> **WORK ITEM**: Rewrite the lines from the start of the rows through the line containing "box: [0, 425, 700, 494]", with "rough mask" replaced by "coarse mask" and nothing else changed. Give only those lines, and leave the pictures out.

> **RECORDS PROVIDED**:
..........

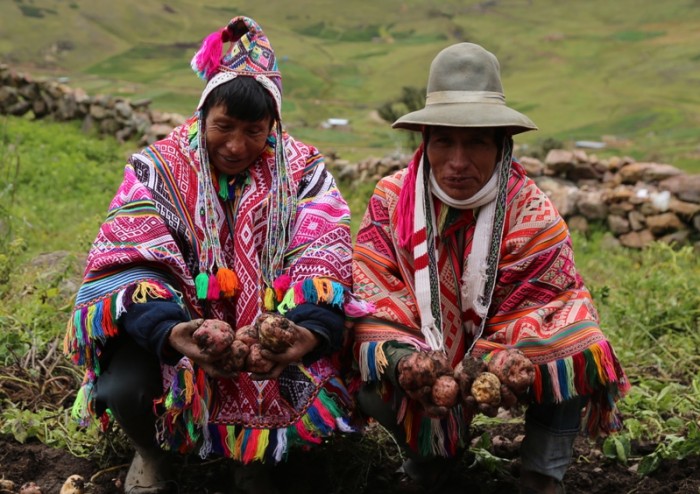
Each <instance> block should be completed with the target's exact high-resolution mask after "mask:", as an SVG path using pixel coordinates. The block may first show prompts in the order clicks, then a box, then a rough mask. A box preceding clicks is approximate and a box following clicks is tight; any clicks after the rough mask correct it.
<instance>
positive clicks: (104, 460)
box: [0, 425, 700, 494]
mask: <svg viewBox="0 0 700 494" xmlns="http://www.w3.org/2000/svg"><path fill="white" fill-rule="evenodd" d="M521 429H522V426H520V425H499V426H498V427H496V428H495V429H494V428H491V429H490V430H489V433H490V436H491V438H492V447H491V448H490V452H491V453H493V454H494V455H495V456H497V457H499V458H502V459H503V460H504V461H502V462H501V464H502V467H501V468H488V465H489V462H482V463H479V462H476V463H475V462H474V458H473V457H471V458H466V457H465V458H463V459H462V461H460V462H459V463H458V465H457V466H456V467H455V468H454V469H453V471H452V473H451V475H449V476H448V477H447V479H446V481H445V482H444V483H443V484H442V485H438V484H437V483H436V484H434V487H435V488H433V489H428V488H424V487H422V486H420V485H417V484H415V483H413V482H410V481H407V480H406V479H405V478H402V477H401V475H399V474H397V473H396V469H397V468H398V467H399V466H400V462H401V460H400V458H399V457H398V456H397V452H396V451H395V448H393V447H392V446H389V447H386V446H382V447H378V446H376V445H377V444H387V442H388V441H386V437H384V441H381V440H379V441H378V440H377V437H376V434H384V433H383V432H382V431H374V432H373V431H372V430H370V431H369V432H368V434H367V435H366V436H364V437H363V436H360V435H356V436H350V437H348V436H346V437H344V438H342V439H339V440H336V441H335V442H334V443H333V444H325V445H323V446H320V447H318V448H315V449H312V450H310V451H303V452H301V451H300V452H297V453H293V454H291V455H290V457H289V458H288V460H287V461H286V462H285V463H282V464H280V465H278V466H277V467H275V468H274V469H273V470H272V475H271V477H270V478H271V480H272V481H273V482H274V484H275V485H276V487H277V488H278V490H279V492H280V493H288V494H300V493H338V494H340V493H353V494H361V493H367V494H370V493H371V494H375V493H388V494H391V493H411V494H412V493H421V492H439V493H441V494H451V493H457V492H462V493H470V494H479V493H484V494H491V493H503V494H505V493H517V492H518V488H517V477H518V461H517V448H518V446H517V445H518V437H521V434H522V430H521ZM481 432H484V431H478V430H477V431H475V434H476V435H479V434H480V433H481ZM373 436H375V437H373ZM380 439H381V438H380ZM598 446H599V445H597V444H596V443H594V442H591V441H589V440H587V439H584V438H579V439H578V440H577V443H576V447H575V461H574V463H573V465H572V466H571V468H570V469H569V471H568V473H567V475H566V477H565V479H564V480H565V481H564V483H565V486H566V491H567V492H568V493H601V494H602V493H605V494H608V493H658V494H661V493H669V494H671V493H688V494H690V493H692V494H698V493H700V457H697V456H696V457H692V458H688V459H685V460H682V461H675V462H671V461H667V462H664V463H663V464H662V465H661V467H660V468H659V469H657V470H656V471H655V472H654V473H653V474H651V475H649V476H641V475H638V474H637V473H635V472H634V468H633V467H632V468H631V467H630V466H629V465H628V466H625V465H622V464H620V463H619V462H613V461H609V460H608V459H606V458H605V457H604V455H603V454H602V453H601V451H600V449H599V448H598ZM637 448H638V449H639V451H637V452H636V454H637V455H641V454H648V453H649V452H650V451H651V450H653V449H652V448H653V446H648V447H647V448H642V447H640V446H638V447H637ZM633 454H635V451H633ZM111 456H112V457H111V458H109V459H107V461H106V463H105V457H104V454H103V455H102V457H100V458H94V459H83V458H77V457H75V456H73V455H71V454H70V453H69V452H68V451H65V450H57V449H52V448H50V447H47V446H45V445H42V444H40V443H37V442H30V443H28V444H19V443H17V442H15V441H14V440H12V439H8V438H0V477H2V478H3V479H5V480H10V481H12V482H14V490H9V491H8V490H2V488H0V492H15V493H17V492H20V488H21V486H22V485H23V484H26V483H28V482H34V483H35V484H36V485H37V486H39V487H40V489H41V493H42V494H54V493H56V494H58V493H60V490H61V486H62V485H63V483H64V482H65V481H66V479H67V478H68V477H69V476H70V475H73V474H78V475H80V476H81V477H82V478H83V479H84V480H85V489H84V492H85V494H108V493H121V492H123V490H122V488H121V485H122V482H123V479H124V476H125V475H126V470H127V466H128V462H129V460H130V458H128V457H124V456H123V455H122V456H120V455H118V454H112V455H111ZM105 464H106V466H105ZM632 464H633V463H632V462H630V465H632ZM173 465H174V466H175V467H176V471H177V474H176V478H177V480H178V483H179V486H180V490H179V492H181V493H202V494H214V493H228V492H243V491H236V490H235V488H234V487H233V482H232V474H231V471H232V469H231V462H228V461H225V460H220V459H219V460H207V461H202V460H199V459H196V458H184V457H174V458H173ZM491 470H492V471H491ZM33 492H34V491H33ZM263 492H269V491H263Z"/></svg>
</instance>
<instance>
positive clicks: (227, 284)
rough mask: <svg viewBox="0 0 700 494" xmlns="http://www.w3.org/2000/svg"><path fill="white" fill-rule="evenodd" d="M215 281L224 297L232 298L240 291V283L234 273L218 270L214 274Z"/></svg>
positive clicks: (225, 269) (227, 268) (226, 270)
mask: <svg viewBox="0 0 700 494" xmlns="http://www.w3.org/2000/svg"><path fill="white" fill-rule="evenodd" d="M216 280H217V281H218V282H219V288H220V289H221V293H222V294H223V296H224V297H233V296H235V295H236V294H237V293H238V292H239V291H240V289H241V284H240V281H239V280H238V276H237V275H236V272H235V271H233V270H231V269H228V268H219V270H218V271H217V272H216Z"/></svg>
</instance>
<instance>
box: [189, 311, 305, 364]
mask: <svg viewBox="0 0 700 494" xmlns="http://www.w3.org/2000/svg"><path fill="white" fill-rule="evenodd" d="M192 336H193V338H194V340H195V342H196V343H197V346H199V348H200V349H201V350H202V352H204V353H210V354H215V355H222V357H221V358H220V359H219V360H218V364H219V368H220V369H221V371H222V373H225V374H232V373H235V372H240V371H245V372H252V373H254V374H266V373H268V372H270V370H271V369H272V367H273V365H274V364H273V362H271V361H269V360H266V359H264V358H263V357H262V355H261V350H262V349H266V350H269V351H271V352H273V353H281V352H284V351H285V350H286V349H287V348H289V347H290V346H292V344H293V343H294V341H295V340H296V338H297V334H296V328H295V327H294V324H292V323H291V322H290V321H289V320H288V319H286V318H285V317H283V316H281V315H279V314H274V313H271V312H265V313H263V314H260V316H258V318H257V319H256V320H255V323H254V324H252V325H250V326H243V327H241V328H239V329H238V330H237V331H234V330H233V328H232V327H231V326H230V325H229V324H227V323H226V322H224V321H220V320H217V319H207V320H205V321H204V322H203V323H202V325H201V326H200V327H199V328H197V330H196V331H195V332H194V334H193V335H192Z"/></svg>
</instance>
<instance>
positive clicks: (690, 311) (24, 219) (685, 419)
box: [0, 117, 700, 492]
mask: <svg viewBox="0 0 700 494" xmlns="http://www.w3.org/2000/svg"><path fill="white" fill-rule="evenodd" d="M130 147H131V145H130V144H129V143H127V144H124V145H120V144H118V143H117V142H116V140H115V139H97V138H94V137H90V136H85V134H84V133H82V132H81V131H80V125H79V123H78V122H72V123H68V124H66V123H52V122H32V121H29V120H28V119H26V118H17V117H8V118H2V119H0V404H1V405H2V406H1V407H0V435H4V436H7V437H14V438H15V439H16V440H17V441H19V442H21V443H24V442H25V441H28V440H30V439H37V440H40V441H41V442H43V443H45V444H48V445H50V446H52V447H55V448H63V449H68V450H70V451H71V453H72V454H74V455H77V456H91V455H92V456H93V457H95V456H97V457H99V456H100V455H101V454H105V453H104V451H105V448H110V447H112V446H110V444H111V443H110V441H104V440H103V441H101V442H100V441H99V440H98V435H97V433H96V430H95V429H91V430H90V432H89V433H86V432H85V431H84V430H82V429H78V428H77V425H76V424H75V423H74V422H72V421H71V420H70V418H69V414H70V403H71V402H72V399H67V400H66V401H65V402H63V403H61V402H60V401H59V398H58V397H62V398H63V399H66V395H67V394H70V393H73V392H74V390H77V388H78V383H79V382H80V379H81V374H80V372H79V371H78V370H77V368H76V367H75V366H73V365H72V364H70V363H69V362H68V361H67V360H65V358H64V357H63V356H62V354H61V352H60V348H61V347H60V344H61V341H62V338H63V334H64V331H65V325H66V321H67V320H68V318H69V314H70V312H71V309H72V307H73V303H74V297H75V294H76V292H77V290H78V284H79V281H80V279H81V273H82V270H83V267H84V261H85V255H86V253H87V251H88V249H89V247H90V245H91V243H92V241H93V239H94V237H95V234H96V232H97V229H98V227H99V225H100V223H101V222H102V220H103V219H104V216H105V212H106V210H107V207H108V204H109V201H110V200H111V198H112V196H113V194H114V192H115V190H116V188H117V187H118V184H119V183H120V181H121V176H122V170H123V163H124V160H125V158H126V155H127V153H129V152H130ZM371 185H372V184H348V183H340V188H341V191H342V192H343V194H344V195H345V196H346V197H347V198H348V200H349V202H350V205H351V210H352V215H353V230H356V225H357V222H358V221H359V218H360V217H361V215H362V213H363V211H364V208H365V205H366V202H367V199H368V194H369V193H370V192H371ZM573 242H574V248H575V249H576V262H577V268H578V271H579V272H580V273H581V275H582V276H583V277H584V279H585V280H586V283H587V286H588V287H589V288H590V289H591V292H592V294H593V297H594V299H595V301H596V304H597V307H598V309H599V312H600V316H601V321H602V326H603V327H604V328H605V331H606V334H607V335H608V337H609V338H610V339H611V341H612V343H613V345H614V346H615V348H616V351H617V353H618V356H619V357H620V359H621V361H622V362H623V365H624V366H625V368H626V371H627V373H628V376H629V378H630V380H631V382H632V384H633V388H632V391H631V393H630V395H629V397H627V398H626V399H625V400H623V401H622V402H621V410H622V412H623V414H624V415H625V429H624V430H623V433H622V434H621V435H619V436H614V437H612V438H610V439H609V441H608V442H606V443H605V446H604V451H605V454H606V457H607V459H617V460H618V461H620V462H623V463H627V462H630V463H633V464H634V465H636V467H638V472H639V473H645V472H651V471H653V470H654V469H656V468H659V465H660V461H661V460H663V459H672V460H682V459H683V458H684V457H686V456H690V455H698V454H700V431H699V430H698V424H700V412H699V411H700V405H699V404H700V377H698V376H699V375H700V374H699V372H700V358H699V357H698V355H700V331H698V330H699V329H700V256H698V255H697V251H694V250H693V248H692V247H685V248H683V249H676V250H674V249H672V248H671V247H669V246H668V245H666V244H661V243H659V244H653V245H652V246H650V247H649V248H648V249H645V250H643V251H634V250H626V249H622V248H610V247H609V246H607V247H606V245H607V244H606V242H605V233H604V232H602V231H600V230H595V229H594V230H593V232H592V233H591V234H590V235H589V236H582V235H579V234H575V235H574V238H573ZM42 359H43V360H42ZM30 360H31V361H32V362H34V361H36V362H46V361H49V362H53V364H52V365H48V364H47V366H44V365H43V364H42V365H39V364H37V365H36V366H33V367H32V366H29V365H28V364H27V365H23V366H22V370H21V371H18V370H17V368H18V366H21V362H29V361H30ZM47 369H48V370H47ZM25 391H26V393H24V392H25ZM23 397H27V398H23ZM631 441H635V442H637V443H645V442H647V444H648V442H649V441H651V442H653V443H654V444H657V445H658V446H657V447H656V449H655V450H654V451H653V452H651V451H650V450H647V452H646V453H644V455H643V456H641V457H640V456H636V457H632V456H630V455H631V453H630V442H631ZM96 448H97V449H96ZM96 451H97V452H96ZM100 452H102V453H100ZM630 492H631V491H630ZM639 492H642V491H639Z"/></svg>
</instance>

..........

> **SOLVED EXERCISE**:
Each <instance> block should be completed with the target's exact high-resolution mask after "mask:", as an SVG path using pixel coordinates. The block may first show prompts in the order clicks, then a box, then a coarse mask. A box preceding clicks is approximate and a box following clicks is tight; any clicks after the coarse mask correct it.
<instance>
positive clicks: (104, 460)
box: [0, 425, 700, 494]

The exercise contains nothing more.